*** Exercise input Section Begins ***

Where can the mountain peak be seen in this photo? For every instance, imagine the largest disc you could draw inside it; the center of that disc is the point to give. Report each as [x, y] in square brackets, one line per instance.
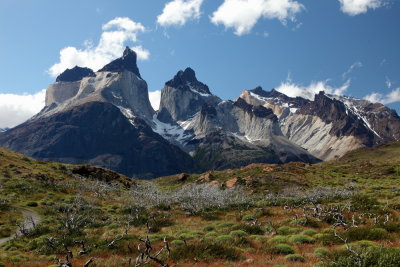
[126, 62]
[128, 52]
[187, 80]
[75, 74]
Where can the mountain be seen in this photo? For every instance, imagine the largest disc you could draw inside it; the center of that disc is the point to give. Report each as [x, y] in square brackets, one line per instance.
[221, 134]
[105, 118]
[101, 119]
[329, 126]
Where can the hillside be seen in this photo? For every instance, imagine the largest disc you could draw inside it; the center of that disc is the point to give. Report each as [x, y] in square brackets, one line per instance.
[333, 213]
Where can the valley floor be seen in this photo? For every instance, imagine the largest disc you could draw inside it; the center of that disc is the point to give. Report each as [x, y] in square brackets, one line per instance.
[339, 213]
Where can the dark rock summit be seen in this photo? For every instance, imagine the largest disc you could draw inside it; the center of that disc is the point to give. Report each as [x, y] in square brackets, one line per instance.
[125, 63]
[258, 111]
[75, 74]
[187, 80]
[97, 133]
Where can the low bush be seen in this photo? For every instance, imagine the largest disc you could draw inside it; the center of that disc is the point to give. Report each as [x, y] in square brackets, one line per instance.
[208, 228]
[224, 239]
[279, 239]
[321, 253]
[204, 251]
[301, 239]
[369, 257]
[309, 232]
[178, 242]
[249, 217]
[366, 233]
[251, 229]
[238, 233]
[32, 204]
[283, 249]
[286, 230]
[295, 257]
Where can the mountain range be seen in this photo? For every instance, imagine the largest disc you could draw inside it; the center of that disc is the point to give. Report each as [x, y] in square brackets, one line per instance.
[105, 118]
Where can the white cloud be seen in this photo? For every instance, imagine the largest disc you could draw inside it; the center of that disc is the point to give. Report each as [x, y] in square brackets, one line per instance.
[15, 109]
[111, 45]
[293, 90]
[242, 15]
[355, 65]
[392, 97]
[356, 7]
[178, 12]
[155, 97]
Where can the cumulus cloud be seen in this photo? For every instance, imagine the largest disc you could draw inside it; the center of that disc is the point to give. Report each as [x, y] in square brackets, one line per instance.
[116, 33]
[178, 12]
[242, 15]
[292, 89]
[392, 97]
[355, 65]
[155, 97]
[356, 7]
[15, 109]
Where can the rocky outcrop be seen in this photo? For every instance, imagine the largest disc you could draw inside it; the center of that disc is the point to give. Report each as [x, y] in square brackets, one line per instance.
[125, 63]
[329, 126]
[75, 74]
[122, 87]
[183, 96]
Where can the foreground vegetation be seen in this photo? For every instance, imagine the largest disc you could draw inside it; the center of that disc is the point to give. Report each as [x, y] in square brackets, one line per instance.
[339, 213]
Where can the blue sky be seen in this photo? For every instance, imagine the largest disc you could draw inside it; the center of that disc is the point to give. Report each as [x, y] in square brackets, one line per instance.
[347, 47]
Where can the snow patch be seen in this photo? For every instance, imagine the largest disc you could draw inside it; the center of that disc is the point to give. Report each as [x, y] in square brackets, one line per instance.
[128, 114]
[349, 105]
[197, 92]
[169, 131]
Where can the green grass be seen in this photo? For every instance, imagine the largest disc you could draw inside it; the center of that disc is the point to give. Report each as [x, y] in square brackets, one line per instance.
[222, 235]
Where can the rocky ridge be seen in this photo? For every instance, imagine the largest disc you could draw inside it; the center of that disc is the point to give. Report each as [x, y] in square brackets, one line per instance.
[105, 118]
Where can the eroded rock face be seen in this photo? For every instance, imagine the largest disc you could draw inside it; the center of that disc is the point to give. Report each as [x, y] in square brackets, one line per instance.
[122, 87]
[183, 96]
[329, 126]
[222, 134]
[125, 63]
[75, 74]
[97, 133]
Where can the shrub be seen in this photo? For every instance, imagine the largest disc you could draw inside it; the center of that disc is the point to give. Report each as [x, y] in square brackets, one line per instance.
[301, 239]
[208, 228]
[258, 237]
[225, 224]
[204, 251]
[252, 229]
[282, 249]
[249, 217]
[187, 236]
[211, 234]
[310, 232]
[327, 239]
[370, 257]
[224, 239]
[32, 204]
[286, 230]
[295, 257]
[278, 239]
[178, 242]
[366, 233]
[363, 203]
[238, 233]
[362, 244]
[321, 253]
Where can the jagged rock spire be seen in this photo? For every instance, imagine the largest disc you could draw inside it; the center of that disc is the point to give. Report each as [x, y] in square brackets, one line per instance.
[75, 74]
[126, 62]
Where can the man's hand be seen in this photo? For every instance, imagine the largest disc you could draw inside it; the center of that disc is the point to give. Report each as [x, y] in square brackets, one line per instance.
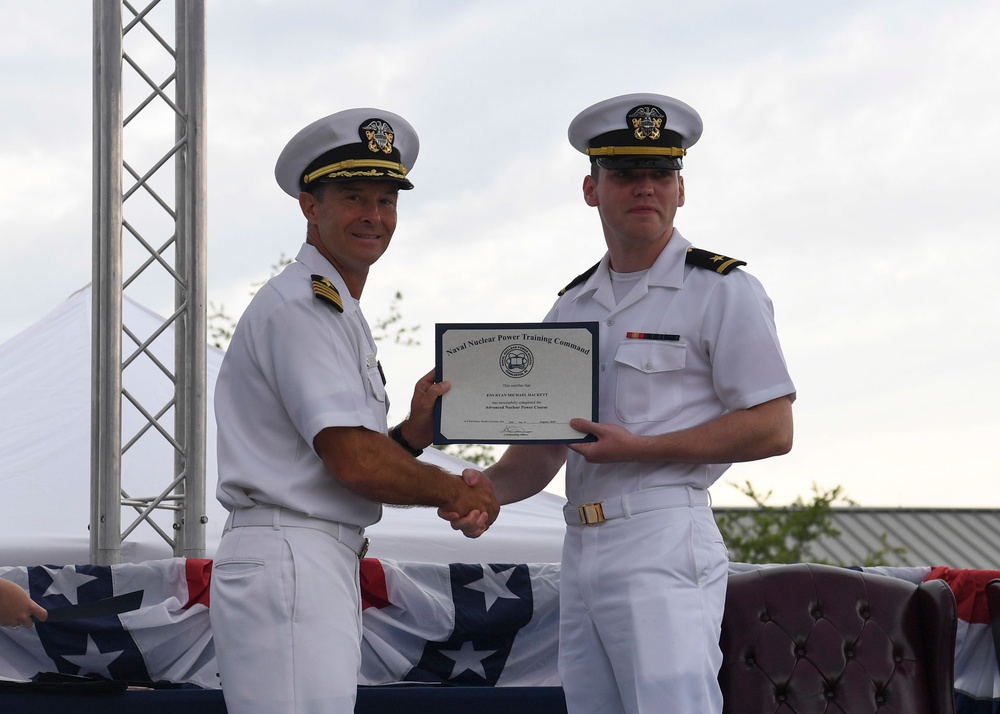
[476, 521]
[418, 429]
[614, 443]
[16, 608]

*** Exercise input Section Ends ***

* Instructions for the task *
Type the entries above out again exactly, with no pictures.

* Solution for this task *
Where can the mountain peak be seen in this photo? For every instance, imagine the largest disc you could draw inside it; the center of that disc is the point to give. Report each as [x, y] in square brackets, one line per instance.
[126, 62]
[128, 52]
[187, 80]
[75, 74]
Where can the mountain be seen in this photo? For every instance, imagine the largest disc you could draw inside it; the center of that disc is the point to give. Report each as [x, y] in square brackets, one line per instance.
[221, 134]
[105, 118]
[101, 119]
[329, 126]
Where can the hillside be seen in this photo? For every instance, imagine the largest disc you could draw inside it; the center of that disc is the point to give. Report each as [x, y] in square brackets, one line per instance.
[333, 213]
Where can the valley floor be seen in this photo? For every instance, imagine the largest disc you could draw inside it; the center of that disc is the point to give. Report each as [x, y] in square brackets, one line per instance.
[339, 213]
Where can the dark rock summit be seen in this photo? For every instance, imagine the largest disc you could draw inside it; the center of that disc is the point to give. Report each as [x, y] in square brackets, one line per instance.
[125, 63]
[258, 111]
[75, 74]
[187, 80]
[97, 133]
Where can the low bush be seen in this photo? For every instance, imagine the largest disc you could draw inside it; the center of that disc is the point to give. Report each as [x, y] in square brackets, one line per instance.
[208, 228]
[224, 239]
[279, 239]
[321, 253]
[204, 251]
[301, 239]
[369, 257]
[309, 232]
[178, 242]
[249, 217]
[366, 233]
[251, 229]
[238, 233]
[32, 204]
[283, 249]
[286, 230]
[295, 257]
Where can the mountain range be seen in this photo? For every instance, imagine the largest disc you could draw inside it; the center of that disc is the point to give. Report each as [x, y] in square brackets, one line per instance.
[105, 118]
Where can the white cloud be seen in this photo? For every instance, imagine the largest disc you could draw inside it; the center of that disc is the point to give. Report each as [x, y] in square brackets, one line per instance.
[15, 109]
[111, 45]
[293, 90]
[242, 15]
[355, 65]
[392, 97]
[356, 7]
[178, 12]
[155, 97]
Where can the cumulus cloud be seen in this photo? For every instance, imagine the largest disc you could draw inside it; the center of that disc is the point to give. Report each as [x, y] in square brackets, one line per instance.
[116, 33]
[178, 12]
[242, 15]
[292, 89]
[392, 97]
[355, 65]
[155, 97]
[356, 7]
[15, 109]
Where can the rocky outcrop be seen in this photo? For every instance, imagine the largest disc you could draw inside it; the center of that disc is the point to give. Report each as [x, y] in square brackets, one line per instance.
[125, 63]
[329, 126]
[75, 74]
[122, 87]
[183, 96]
Where can the foreground vegetation be seen in this photo? For every instance, imagine the largest disc you could draw inside it; the center of that disc is the point to give. Report each as [x, y] in square brackets, one line per instance.
[339, 213]
Where can the blue sky be seen in this photo? For every instance, imagine the largest disc you could draw inside it; the center of that disc is the point to give. Report each as [x, y] in square brackets, one line per instance.
[347, 47]
Where can the snow patch be seen in this photo? For every instance, imagine the largest disc you could draw inside it; the center of that disc is the point to give. Report each as [x, y] in square brackets, one line per instance.
[128, 114]
[349, 105]
[197, 92]
[169, 131]
Where can the green grass be seen in this photo? For every instance, imagine the largest disc you could draw inside it; the center of that disc is the point to give. Report each as [x, y] in square brackets, one line per instance.
[222, 235]
Where can the rocky ridge be seen in this photo? For every instance, imagine the largest disc you could draw inside it; the center of that disc is the point to give. Report each as [x, y] in square brackets, one line per instance.
[105, 118]
Where can the eroded rock face be seen in this photo? For every instance, imagine the largest disc you could draw inside it; the center of that disc is the point to give. Report each as [x, y] in square brackets, one line per instance.
[122, 87]
[183, 96]
[329, 126]
[222, 134]
[125, 63]
[75, 74]
[97, 133]
Where can the shrub be seen in this photo? For every instance, imagine the largest disc you could draw inside it; the center of that disc is the point to give. Report each as [x, y] in square brackets, one line per instance.
[301, 239]
[208, 228]
[258, 237]
[225, 224]
[204, 251]
[252, 229]
[282, 249]
[249, 217]
[187, 236]
[211, 234]
[310, 232]
[327, 239]
[370, 257]
[224, 239]
[32, 204]
[286, 230]
[295, 257]
[278, 239]
[178, 242]
[366, 233]
[363, 203]
[238, 233]
[362, 244]
[321, 253]
Where can the jagged rock spire be seen in this photo? For every instance, imagine the largest disc you could draw inside it; the center of that disc is the point to give. Report each as [x, y] in square brackets, one line per instance.
[75, 74]
[126, 62]
Where can the man's hand be seen in this photo? For every instance, imagine the largest disc you could draw inside it; the center of that disc is the point to give. Report each as [x, y] in square brackets, one line per instance.
[476, 521]
[418, 429]
[614, 443]
[16, 608]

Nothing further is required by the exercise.